_Problem details_. Your whole reply should be the lines from the one that contains "Look at the photo above. For each instance of the license" through the last line of the listing, copied exactly.

_Task inputs_.

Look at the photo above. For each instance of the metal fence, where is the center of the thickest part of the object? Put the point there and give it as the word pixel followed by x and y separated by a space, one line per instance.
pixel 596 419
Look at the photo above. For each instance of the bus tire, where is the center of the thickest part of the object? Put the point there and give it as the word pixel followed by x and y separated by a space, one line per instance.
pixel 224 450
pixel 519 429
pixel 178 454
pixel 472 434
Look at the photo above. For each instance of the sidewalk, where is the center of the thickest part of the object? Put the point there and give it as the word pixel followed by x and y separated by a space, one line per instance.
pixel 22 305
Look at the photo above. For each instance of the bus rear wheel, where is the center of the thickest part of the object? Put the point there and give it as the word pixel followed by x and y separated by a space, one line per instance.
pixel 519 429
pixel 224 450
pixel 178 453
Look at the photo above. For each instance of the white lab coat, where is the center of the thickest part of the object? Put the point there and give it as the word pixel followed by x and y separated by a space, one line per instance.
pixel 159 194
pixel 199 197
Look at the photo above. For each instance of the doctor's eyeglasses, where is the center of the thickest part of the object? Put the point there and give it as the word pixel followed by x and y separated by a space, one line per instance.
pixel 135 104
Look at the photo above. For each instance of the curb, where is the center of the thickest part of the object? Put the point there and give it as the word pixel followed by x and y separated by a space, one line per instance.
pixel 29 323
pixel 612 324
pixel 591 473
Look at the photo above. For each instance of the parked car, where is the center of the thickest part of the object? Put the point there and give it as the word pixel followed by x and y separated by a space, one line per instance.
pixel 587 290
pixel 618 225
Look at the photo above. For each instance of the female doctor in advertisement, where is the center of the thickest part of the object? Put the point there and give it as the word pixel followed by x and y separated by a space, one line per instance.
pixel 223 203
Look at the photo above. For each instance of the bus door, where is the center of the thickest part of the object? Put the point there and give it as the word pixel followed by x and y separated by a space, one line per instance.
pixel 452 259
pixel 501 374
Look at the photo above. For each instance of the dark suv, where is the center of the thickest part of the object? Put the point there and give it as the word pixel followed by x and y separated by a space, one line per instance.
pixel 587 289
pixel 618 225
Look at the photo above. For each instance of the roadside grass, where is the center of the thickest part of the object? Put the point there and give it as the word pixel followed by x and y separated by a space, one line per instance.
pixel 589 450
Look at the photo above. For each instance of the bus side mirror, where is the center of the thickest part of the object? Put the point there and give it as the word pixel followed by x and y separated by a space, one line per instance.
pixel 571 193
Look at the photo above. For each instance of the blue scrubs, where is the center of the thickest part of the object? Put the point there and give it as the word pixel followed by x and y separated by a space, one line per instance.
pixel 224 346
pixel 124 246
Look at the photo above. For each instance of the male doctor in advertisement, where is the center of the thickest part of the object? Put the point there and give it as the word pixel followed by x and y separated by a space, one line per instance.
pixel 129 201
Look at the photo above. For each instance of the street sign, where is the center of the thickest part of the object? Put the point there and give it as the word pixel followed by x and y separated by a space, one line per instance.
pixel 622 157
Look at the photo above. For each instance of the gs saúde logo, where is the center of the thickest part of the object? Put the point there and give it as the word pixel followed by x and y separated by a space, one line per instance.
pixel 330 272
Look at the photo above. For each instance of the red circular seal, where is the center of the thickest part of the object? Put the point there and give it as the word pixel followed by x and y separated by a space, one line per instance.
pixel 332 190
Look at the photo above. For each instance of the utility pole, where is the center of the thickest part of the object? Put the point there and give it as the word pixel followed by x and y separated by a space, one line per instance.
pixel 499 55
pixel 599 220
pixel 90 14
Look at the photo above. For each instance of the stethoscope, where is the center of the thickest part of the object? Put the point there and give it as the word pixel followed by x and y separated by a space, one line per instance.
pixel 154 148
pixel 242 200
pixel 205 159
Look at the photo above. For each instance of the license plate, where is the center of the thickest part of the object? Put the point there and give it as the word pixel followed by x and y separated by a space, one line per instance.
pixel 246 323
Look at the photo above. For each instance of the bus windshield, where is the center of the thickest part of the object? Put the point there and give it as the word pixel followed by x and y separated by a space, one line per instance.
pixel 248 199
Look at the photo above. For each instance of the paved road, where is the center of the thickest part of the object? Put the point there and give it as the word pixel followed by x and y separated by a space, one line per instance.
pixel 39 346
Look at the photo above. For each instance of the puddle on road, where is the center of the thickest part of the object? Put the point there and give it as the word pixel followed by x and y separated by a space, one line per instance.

_Solution_.
Look at the photo above. For each instance of the license plate, where is the center of the thickest part of the object? Put the point there and give it as the word pixel followed by x and y separated by a space, one line per instance.
pixel 246 323
Look at the photo above. For each instance of the bus windshield, where is the center of the thickest part of the object? Put the point there and give it as the word pixel followed by x and y separated by a space, one line per instance.
pixel 248 199
Look at the photo above. For each instance of the paved road, where is the center of the thickest part of the object? Put the point there and give it as the word pixel followed by x and y separated by a space, one line per instance.
pixel 39 346
Look at the photo above. For each instance of the puddle on road, where is the center of the thickest part of the object? Put the point there and give it as the word pixel followed by x and y separated by a space, one line per instance.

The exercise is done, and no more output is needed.